** START **

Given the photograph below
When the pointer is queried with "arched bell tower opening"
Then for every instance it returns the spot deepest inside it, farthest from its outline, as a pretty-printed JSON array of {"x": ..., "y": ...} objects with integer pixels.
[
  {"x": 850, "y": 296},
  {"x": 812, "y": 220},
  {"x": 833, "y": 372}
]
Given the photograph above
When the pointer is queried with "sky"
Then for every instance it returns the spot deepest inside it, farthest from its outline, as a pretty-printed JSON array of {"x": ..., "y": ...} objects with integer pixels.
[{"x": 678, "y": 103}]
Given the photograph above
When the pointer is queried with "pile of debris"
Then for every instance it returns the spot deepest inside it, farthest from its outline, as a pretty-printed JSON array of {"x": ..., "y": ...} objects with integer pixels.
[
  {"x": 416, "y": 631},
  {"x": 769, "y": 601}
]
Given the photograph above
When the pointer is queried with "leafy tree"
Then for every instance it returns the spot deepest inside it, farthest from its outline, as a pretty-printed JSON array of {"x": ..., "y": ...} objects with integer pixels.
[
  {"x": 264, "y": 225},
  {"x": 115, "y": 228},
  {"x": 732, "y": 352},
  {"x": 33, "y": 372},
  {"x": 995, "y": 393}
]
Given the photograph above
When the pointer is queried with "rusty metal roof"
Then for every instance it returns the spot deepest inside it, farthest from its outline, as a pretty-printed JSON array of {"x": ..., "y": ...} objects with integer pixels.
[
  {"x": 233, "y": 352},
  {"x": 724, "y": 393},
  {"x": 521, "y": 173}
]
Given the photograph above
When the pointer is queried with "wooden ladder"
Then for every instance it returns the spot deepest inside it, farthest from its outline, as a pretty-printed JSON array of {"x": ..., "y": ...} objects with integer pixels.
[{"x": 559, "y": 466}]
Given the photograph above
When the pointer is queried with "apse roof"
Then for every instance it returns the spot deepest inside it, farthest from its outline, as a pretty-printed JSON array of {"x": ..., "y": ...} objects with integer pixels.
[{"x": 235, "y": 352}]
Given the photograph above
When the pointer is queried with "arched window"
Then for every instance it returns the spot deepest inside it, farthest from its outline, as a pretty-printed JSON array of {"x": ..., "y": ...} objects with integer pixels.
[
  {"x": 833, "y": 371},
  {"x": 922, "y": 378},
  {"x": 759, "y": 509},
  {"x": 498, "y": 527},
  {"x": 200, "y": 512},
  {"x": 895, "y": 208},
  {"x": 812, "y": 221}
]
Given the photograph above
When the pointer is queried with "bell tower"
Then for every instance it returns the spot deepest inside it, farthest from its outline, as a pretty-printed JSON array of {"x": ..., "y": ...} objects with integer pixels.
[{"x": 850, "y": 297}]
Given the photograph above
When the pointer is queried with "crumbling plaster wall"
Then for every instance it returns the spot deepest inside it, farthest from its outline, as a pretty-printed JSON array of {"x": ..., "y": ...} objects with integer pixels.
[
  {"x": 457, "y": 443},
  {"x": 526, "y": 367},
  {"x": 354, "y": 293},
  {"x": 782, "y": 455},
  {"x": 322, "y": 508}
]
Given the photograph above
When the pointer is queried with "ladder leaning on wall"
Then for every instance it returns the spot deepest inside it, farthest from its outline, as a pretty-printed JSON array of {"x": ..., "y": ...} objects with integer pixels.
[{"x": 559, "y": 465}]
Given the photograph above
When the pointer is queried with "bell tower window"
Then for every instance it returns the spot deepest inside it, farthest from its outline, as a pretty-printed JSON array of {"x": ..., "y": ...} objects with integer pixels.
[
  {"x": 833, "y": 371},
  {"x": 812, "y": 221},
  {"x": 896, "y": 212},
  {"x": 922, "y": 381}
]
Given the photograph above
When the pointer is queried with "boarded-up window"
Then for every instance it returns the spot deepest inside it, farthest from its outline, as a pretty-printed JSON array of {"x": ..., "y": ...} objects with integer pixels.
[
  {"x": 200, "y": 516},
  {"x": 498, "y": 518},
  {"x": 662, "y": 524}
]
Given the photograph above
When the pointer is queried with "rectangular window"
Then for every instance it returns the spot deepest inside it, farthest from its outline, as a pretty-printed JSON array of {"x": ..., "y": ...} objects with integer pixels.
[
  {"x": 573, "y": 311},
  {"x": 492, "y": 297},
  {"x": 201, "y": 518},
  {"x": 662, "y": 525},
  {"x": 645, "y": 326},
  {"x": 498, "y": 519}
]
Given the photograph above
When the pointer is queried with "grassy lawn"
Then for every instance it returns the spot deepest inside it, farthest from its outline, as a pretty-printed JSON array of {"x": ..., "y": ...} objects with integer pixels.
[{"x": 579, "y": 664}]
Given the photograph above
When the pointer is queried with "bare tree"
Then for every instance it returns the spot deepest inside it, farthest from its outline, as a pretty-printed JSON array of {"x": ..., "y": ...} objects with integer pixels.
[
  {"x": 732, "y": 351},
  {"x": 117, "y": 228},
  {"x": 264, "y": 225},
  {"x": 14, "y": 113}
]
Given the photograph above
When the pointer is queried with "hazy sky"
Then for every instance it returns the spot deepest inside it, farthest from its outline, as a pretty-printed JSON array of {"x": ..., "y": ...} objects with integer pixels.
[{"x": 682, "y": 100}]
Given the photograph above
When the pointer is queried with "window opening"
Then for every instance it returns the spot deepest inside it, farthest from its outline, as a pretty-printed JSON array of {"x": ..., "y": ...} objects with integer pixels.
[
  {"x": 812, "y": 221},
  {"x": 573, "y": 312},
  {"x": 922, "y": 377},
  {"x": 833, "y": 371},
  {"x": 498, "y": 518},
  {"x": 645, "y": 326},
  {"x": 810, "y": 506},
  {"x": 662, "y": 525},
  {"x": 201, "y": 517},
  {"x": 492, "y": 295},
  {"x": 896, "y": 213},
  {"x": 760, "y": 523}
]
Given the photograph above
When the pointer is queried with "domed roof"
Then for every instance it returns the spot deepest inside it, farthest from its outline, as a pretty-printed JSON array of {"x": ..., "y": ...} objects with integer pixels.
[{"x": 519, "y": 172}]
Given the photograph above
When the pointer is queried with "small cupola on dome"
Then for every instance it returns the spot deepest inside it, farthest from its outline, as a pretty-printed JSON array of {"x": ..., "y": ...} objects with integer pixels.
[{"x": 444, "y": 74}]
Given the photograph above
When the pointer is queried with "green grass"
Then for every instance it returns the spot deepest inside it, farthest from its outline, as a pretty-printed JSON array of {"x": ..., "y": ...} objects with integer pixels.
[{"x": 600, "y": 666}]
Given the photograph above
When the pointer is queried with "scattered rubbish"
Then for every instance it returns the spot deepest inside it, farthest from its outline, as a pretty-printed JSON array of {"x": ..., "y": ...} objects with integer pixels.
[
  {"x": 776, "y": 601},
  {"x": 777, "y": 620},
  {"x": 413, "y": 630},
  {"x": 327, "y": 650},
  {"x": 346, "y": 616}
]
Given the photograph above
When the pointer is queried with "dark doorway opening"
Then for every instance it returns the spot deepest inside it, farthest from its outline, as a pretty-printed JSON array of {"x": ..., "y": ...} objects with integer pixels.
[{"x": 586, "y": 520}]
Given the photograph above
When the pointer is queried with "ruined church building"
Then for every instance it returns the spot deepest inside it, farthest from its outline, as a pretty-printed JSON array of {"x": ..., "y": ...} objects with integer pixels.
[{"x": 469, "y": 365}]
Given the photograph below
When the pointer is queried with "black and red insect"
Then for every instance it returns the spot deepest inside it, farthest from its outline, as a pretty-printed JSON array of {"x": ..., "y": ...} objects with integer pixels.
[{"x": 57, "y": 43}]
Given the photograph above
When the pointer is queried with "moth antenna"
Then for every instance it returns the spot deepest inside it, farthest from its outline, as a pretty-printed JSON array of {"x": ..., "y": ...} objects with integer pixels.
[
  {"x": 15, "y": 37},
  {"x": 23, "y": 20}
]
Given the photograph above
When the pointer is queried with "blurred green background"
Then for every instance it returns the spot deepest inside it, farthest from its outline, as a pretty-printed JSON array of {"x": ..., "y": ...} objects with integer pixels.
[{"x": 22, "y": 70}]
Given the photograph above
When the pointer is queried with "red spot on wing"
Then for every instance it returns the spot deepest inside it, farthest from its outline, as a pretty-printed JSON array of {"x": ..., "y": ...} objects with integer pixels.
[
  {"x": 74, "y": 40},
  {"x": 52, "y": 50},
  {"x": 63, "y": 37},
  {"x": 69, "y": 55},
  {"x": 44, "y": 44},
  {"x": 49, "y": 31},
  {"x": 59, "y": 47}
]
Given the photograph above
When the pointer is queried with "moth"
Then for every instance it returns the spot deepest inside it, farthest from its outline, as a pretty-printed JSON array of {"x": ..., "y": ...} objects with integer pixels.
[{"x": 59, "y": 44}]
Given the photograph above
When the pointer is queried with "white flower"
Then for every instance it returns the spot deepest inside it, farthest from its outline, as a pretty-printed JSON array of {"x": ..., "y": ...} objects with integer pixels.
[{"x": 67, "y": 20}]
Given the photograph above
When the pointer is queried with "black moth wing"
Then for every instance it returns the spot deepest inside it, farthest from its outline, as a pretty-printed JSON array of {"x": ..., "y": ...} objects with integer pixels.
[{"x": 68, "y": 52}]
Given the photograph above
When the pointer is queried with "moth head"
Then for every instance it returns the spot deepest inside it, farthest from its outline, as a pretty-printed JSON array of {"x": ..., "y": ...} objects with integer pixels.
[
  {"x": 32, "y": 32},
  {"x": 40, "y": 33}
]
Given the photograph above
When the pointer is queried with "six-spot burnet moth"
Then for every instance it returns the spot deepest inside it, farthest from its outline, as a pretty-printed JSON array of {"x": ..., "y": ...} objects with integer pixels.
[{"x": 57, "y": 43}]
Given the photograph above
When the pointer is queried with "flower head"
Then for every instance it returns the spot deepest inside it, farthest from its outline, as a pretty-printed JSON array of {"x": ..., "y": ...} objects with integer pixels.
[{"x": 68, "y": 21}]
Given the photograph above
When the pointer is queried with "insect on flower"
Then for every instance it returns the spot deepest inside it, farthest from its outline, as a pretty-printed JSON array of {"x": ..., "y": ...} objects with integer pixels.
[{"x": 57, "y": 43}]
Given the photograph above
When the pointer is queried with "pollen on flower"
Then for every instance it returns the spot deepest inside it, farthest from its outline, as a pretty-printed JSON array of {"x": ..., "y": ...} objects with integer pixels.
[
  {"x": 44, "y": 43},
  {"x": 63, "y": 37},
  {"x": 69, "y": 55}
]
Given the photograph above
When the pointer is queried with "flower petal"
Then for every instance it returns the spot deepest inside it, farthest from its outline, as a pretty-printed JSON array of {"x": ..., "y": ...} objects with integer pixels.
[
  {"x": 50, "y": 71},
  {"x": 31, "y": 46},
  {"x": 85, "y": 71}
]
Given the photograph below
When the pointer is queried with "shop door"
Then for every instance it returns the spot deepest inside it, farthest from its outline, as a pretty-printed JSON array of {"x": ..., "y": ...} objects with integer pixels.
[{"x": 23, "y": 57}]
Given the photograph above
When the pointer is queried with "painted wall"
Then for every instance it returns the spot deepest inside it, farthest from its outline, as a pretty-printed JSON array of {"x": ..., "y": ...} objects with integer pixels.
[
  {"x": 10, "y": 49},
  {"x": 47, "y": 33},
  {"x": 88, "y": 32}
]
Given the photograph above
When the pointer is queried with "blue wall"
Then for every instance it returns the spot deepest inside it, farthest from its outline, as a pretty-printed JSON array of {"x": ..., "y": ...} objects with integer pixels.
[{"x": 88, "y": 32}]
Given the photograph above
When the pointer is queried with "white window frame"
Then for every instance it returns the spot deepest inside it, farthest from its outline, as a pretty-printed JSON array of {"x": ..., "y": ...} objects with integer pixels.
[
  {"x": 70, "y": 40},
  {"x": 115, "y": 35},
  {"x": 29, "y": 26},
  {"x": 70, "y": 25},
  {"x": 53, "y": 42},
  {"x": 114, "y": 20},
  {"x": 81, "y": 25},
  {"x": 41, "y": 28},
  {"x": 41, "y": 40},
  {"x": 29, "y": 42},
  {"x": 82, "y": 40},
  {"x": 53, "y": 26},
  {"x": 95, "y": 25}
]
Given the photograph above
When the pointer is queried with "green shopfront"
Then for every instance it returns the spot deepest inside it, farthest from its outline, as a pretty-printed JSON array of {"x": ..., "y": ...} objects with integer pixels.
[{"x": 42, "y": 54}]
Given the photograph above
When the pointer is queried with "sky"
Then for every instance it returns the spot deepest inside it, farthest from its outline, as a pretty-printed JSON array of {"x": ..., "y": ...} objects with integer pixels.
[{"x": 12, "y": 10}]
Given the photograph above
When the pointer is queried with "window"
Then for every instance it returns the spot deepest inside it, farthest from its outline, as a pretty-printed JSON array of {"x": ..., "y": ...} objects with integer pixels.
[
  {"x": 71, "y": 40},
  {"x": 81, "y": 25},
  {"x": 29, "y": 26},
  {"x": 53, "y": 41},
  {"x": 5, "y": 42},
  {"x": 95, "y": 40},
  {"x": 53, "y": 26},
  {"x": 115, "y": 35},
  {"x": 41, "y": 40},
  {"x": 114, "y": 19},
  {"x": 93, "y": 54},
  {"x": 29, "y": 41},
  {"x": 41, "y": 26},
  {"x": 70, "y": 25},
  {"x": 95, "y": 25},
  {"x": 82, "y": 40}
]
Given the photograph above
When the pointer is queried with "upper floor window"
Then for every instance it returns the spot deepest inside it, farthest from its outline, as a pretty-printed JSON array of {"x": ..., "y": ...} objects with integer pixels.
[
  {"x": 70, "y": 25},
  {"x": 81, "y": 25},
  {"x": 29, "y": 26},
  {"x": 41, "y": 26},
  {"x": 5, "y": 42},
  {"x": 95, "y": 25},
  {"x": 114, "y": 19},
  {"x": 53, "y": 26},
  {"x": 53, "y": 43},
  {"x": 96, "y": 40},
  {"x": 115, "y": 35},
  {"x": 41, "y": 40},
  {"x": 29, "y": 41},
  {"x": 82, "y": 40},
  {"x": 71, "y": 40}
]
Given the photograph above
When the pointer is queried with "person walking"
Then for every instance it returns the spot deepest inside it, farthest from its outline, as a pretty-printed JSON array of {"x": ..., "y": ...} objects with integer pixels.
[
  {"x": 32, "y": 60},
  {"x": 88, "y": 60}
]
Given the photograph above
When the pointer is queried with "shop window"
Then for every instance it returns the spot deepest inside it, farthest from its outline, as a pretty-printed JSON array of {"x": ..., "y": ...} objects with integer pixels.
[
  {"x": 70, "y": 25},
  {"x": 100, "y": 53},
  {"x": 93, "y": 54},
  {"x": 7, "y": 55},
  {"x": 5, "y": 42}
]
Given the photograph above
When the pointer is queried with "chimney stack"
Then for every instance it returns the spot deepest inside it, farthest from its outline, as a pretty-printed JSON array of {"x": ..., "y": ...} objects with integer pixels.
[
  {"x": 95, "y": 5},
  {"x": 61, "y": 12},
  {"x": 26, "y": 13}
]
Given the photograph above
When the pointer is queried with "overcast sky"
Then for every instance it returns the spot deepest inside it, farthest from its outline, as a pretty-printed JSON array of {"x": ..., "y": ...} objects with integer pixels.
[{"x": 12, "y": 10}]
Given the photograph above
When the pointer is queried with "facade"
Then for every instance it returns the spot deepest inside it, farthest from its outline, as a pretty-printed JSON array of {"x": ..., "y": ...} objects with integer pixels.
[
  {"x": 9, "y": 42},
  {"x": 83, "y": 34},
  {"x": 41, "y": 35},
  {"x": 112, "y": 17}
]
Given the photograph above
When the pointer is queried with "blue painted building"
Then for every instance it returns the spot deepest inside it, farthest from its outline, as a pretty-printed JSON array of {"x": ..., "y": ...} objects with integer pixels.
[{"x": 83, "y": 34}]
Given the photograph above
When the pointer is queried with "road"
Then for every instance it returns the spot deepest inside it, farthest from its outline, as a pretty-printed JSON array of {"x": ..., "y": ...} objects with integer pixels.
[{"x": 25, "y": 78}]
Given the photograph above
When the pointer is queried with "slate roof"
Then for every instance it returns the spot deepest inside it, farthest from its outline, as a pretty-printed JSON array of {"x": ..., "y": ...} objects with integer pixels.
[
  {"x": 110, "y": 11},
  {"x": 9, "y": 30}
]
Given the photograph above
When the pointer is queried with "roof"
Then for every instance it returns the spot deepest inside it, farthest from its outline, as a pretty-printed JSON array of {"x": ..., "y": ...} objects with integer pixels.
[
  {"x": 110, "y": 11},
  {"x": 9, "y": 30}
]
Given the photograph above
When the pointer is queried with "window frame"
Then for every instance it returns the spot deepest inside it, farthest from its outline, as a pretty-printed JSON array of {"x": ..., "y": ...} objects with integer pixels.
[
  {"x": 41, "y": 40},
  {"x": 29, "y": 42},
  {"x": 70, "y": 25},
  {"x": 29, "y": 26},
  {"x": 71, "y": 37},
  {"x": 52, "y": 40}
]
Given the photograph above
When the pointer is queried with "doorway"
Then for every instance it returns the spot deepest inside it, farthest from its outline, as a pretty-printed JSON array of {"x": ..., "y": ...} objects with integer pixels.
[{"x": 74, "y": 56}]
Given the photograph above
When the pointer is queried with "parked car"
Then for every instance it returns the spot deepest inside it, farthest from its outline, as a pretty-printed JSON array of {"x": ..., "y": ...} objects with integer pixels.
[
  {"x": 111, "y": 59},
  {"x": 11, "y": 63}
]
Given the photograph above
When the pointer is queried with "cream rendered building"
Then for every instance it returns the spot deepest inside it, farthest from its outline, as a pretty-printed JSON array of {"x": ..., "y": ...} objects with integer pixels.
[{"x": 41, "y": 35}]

** END **

[Task objective]: Gather every line in the listing that contains the string "wall", matching case exactly, and copy each one.

[Correct output]:
When the pointer is queried with "crumbling plaster wall"
When the pointer is queried with "ladder leaning on wall"
When the pointer is queried with "painted wall"
When the pointer is queried with "blue wall"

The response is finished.